*** Data Section Begins ***

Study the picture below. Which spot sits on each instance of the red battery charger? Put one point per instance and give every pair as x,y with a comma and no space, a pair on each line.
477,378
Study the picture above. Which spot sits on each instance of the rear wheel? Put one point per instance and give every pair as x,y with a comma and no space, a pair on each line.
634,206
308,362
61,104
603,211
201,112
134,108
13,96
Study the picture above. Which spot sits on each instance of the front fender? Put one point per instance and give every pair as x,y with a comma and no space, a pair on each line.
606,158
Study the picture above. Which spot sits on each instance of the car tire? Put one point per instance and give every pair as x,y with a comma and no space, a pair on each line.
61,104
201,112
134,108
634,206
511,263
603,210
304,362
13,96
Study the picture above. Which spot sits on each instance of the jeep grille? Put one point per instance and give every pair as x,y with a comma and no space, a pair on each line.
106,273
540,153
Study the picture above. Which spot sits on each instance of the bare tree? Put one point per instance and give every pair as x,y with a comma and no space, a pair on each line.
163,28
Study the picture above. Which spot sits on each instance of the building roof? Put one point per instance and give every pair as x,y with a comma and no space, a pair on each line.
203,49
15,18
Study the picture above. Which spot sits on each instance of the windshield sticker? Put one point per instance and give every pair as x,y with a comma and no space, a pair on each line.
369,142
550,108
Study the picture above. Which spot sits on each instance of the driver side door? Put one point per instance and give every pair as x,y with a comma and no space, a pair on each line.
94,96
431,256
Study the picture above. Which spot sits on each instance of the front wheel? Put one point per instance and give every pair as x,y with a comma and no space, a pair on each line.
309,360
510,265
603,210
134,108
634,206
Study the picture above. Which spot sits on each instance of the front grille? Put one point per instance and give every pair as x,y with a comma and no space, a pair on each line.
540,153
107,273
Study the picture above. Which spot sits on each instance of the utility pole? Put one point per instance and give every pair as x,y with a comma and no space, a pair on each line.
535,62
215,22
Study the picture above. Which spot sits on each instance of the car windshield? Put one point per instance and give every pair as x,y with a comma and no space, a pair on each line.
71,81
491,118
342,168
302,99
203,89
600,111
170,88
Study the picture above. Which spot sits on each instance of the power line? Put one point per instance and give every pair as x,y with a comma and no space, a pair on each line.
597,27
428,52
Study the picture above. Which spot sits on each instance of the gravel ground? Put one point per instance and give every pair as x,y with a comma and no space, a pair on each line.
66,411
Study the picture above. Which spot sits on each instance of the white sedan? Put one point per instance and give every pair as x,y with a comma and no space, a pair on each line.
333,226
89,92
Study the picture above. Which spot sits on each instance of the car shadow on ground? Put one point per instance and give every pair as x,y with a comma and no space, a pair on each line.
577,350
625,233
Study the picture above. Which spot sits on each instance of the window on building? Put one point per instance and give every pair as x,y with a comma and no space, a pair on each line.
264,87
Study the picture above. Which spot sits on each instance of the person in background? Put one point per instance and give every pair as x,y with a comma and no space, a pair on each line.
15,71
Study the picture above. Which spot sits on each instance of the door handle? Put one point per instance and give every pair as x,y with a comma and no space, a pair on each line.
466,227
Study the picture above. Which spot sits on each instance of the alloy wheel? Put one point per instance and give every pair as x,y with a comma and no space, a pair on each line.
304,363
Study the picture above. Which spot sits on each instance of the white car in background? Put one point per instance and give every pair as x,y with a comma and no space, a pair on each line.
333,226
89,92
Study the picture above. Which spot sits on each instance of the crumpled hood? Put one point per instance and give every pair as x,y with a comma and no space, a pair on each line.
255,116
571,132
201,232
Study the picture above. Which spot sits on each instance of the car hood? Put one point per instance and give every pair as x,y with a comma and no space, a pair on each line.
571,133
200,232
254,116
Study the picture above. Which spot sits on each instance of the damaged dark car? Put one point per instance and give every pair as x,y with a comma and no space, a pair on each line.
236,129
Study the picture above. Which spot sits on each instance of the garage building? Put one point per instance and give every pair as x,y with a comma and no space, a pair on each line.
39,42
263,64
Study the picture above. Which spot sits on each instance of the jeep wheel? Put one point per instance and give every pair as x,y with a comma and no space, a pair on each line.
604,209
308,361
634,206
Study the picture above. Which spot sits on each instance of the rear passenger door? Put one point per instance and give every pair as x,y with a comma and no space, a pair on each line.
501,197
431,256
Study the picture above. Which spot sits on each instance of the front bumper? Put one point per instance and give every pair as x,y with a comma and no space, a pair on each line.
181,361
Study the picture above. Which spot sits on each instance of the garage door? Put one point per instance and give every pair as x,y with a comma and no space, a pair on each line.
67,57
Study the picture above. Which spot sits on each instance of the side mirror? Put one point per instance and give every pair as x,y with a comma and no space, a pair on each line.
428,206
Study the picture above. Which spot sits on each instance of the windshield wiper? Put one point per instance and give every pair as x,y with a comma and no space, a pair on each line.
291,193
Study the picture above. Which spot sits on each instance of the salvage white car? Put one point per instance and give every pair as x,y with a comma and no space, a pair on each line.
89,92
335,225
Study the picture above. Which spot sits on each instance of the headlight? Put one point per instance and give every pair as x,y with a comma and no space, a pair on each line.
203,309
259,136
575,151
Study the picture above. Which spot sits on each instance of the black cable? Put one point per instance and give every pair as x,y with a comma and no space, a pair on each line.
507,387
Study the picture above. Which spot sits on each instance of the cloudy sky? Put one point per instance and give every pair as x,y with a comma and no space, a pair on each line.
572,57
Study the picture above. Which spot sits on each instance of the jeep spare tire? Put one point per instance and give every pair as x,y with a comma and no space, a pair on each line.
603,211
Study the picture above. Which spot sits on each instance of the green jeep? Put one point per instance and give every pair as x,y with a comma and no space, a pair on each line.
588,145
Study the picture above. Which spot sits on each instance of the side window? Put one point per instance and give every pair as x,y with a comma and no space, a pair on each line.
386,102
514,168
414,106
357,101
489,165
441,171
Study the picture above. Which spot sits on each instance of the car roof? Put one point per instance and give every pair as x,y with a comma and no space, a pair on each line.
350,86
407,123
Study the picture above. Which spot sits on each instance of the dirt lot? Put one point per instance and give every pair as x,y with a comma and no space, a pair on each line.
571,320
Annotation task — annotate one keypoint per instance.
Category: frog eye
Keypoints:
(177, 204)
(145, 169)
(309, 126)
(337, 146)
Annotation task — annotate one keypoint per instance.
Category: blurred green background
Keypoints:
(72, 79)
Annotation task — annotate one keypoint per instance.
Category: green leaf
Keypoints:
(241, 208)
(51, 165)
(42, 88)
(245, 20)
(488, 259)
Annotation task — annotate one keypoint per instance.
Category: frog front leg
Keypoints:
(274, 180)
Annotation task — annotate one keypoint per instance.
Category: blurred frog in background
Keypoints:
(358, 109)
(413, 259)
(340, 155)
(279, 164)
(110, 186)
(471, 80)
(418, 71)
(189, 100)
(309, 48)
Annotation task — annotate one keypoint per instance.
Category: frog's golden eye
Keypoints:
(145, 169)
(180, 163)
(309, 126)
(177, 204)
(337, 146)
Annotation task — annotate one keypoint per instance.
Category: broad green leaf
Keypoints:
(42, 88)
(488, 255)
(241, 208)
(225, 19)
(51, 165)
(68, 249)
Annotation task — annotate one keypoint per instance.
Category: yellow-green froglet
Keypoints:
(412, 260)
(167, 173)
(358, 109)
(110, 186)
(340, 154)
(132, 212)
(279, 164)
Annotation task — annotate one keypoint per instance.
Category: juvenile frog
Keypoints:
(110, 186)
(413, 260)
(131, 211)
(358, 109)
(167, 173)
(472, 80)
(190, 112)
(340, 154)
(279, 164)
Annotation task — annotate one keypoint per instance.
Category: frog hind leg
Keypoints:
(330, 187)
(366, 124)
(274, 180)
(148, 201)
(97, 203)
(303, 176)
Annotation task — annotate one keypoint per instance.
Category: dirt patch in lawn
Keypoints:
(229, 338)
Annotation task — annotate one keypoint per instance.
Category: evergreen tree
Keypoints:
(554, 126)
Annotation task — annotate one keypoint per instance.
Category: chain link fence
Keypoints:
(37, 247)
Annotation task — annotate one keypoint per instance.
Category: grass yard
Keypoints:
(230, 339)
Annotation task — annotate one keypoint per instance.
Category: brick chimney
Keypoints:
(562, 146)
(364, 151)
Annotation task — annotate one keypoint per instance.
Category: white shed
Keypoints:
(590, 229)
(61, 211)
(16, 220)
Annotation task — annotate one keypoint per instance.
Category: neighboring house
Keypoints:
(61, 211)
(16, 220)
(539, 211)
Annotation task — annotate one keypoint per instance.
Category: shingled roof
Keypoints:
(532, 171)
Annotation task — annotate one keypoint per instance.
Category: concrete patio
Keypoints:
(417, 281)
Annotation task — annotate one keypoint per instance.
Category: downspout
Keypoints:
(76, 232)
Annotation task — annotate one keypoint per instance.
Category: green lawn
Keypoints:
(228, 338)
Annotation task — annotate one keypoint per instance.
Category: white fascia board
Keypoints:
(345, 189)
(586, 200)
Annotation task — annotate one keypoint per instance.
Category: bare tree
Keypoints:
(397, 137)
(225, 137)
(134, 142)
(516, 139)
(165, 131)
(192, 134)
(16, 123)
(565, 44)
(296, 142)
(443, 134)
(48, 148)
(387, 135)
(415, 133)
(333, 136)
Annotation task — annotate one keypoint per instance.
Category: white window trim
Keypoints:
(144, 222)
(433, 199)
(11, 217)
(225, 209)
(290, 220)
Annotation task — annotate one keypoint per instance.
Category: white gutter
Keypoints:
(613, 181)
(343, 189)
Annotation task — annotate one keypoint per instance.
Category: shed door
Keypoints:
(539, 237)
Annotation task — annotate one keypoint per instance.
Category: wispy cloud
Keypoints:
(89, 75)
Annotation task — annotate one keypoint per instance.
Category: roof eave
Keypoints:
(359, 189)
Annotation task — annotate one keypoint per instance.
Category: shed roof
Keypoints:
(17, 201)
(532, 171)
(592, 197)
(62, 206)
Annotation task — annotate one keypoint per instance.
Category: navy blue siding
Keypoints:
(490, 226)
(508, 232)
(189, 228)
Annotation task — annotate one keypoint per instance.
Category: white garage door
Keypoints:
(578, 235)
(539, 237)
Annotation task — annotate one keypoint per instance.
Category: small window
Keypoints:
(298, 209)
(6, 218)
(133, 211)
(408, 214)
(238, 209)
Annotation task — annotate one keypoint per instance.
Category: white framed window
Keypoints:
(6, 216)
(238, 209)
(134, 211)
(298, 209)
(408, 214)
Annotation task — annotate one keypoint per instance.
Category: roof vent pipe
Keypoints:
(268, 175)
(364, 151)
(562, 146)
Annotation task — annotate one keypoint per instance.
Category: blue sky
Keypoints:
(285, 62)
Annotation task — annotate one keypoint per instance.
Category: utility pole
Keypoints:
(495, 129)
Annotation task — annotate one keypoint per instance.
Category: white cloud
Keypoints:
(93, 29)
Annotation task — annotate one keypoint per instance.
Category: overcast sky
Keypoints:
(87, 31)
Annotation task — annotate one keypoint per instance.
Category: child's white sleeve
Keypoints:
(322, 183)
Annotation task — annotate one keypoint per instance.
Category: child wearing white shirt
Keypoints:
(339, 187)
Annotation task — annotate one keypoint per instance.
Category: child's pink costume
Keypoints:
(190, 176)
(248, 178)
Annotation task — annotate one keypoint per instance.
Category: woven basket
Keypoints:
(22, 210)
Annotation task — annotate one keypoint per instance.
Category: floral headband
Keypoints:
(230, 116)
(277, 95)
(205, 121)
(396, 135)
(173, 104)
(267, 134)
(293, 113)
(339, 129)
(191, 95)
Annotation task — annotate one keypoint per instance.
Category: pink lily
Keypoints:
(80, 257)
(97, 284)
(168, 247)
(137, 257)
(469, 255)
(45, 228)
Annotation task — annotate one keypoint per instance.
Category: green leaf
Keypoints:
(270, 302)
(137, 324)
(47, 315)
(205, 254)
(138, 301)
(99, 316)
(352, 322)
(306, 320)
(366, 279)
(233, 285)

*** Data Section Ends ***

**Problem to work on:** Copy the lines above that hold the word "lawn".

**Result of this exercise:**
Category: dirt patch in lawn
Category: green lawn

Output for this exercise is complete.